-- TASK MATERIAL follows --

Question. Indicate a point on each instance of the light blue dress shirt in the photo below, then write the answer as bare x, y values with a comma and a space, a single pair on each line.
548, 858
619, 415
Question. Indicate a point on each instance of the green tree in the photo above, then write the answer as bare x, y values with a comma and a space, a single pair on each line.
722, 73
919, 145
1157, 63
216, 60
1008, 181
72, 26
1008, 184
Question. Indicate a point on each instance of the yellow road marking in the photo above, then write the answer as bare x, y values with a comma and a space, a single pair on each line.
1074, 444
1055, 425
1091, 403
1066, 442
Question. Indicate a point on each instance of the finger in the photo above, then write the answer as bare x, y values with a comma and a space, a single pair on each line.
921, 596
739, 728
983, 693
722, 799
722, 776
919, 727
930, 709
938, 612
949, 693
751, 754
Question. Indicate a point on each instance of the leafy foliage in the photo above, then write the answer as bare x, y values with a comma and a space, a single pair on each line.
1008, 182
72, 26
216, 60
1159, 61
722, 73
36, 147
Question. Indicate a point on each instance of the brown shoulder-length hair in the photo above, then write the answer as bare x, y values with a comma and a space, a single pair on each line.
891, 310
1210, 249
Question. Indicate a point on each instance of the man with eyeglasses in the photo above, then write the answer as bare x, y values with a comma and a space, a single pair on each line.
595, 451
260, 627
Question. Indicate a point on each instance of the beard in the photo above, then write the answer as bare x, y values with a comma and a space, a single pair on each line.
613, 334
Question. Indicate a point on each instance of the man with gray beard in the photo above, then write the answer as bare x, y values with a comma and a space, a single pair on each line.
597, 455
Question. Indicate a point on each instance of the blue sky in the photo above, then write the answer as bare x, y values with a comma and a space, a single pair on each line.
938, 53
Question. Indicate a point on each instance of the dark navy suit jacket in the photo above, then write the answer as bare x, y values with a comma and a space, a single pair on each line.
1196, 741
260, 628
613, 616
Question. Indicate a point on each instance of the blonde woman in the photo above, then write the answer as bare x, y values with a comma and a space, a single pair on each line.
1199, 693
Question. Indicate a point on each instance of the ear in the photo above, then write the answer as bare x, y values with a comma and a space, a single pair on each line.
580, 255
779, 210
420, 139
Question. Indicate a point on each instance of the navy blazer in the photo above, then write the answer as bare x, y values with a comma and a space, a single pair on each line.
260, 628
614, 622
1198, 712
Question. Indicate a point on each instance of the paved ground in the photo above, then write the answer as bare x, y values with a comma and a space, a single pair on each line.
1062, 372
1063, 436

-- TASK MATERIAL concluded --

Without any alteration, repeat the entire listing.

EXERCISE RESPONSE:
Question. Indicate a point on each instance of the light blue dress shirt in the photo below, then write the answer as bare x, y values with a comma and a space, a single pair on each line.
548, 858
619, 415
Question. Indicate a point on each instance of the green tree in the photo above, then write the answer as bare x, y values with a comma and a space, a single pair on each line.
722, 73
919, 145
1157, 63
216, 60
1008, 181
72, 26
1008, 184
Question. Indicate a point on each instance of the yellow road marking in the photo above, then write the answer as bare x, y values with a comma and a space, a single pair on each line.
1074, 444
1055, 425
1091, 403
1066, 442
Question. Indicate a point on each instance of the finger in the photo above, then write the answer as bare x, y values with a comma and a space, a single pair on each line.
921, 596
739, 728
983, 693
722, 799
722, 776
919, 727
930, 709
938, 612
949, 693
751, 754
Question. Indicate a point on each instance of the leafy foliage in the photo above, then write the answer as bare x, y values with a comma and a space, a single pair on each line.
1008, 182
72, 26
216, 60
1159, 61
722, 73
36, 147
Question. Indicate a point on each instance of the brown shoulder-length hair in the photo above, then write the answer as bare x, y values with a comma and a space, a single pair on each line.
891, 310
1210, 249
Question. Indicate a point on each instance of the man with eyeglasses in the photo above, then write the answer as bare x, y values with a comma and a space, a single pair on each line.
595, 451
260, 627
Question. Indicate a point on each instance of the beard in the photo above, then write the answer as bare x, y values with a comma and a space, a single pair on each line.
613, 334
Question. Indicate a point on each instance of the man with gray beard in the photo above, then write the answer as bare x, y values with a comma and a space, a single pair on each line.
597, 455
Question. Indicate a point on each instance of the blue sky in the photo above, then write the answer as bare x, y values with a comma and a space, a single pair on each line.
938, 53
Question. Indicate a point on each instance of the dark navy suit jacket in the photo above, then write the answer as bare x, y values with a comma and a space, a single pair on each line.
1196, 741
260, 628
613, 616
Question. Indicate a point on each instance of the blonde woman in the photo above, then write the answer as bare x, y values with a comma and a space, a single pair on each line.
1199, 693
Question. Indicate a point on each instance of the ear in the photo above, then write the answer as bare x, y values with a comma and a space, a single pair on each line.
580, 255
779, 210
420, 139
Question. Indicate a point on each instance of the navy blazer in the photo above, then write the answer as bare x, y values with a comma and a space, a single pair on each line.
260, 628
614, 622
1198, 712
Question. Indicate a point on each instance of the paved ground in the photo above, then write the answer as bare x, y values with a comma and a space, a single pair on each line.
1062, 372
1063, 436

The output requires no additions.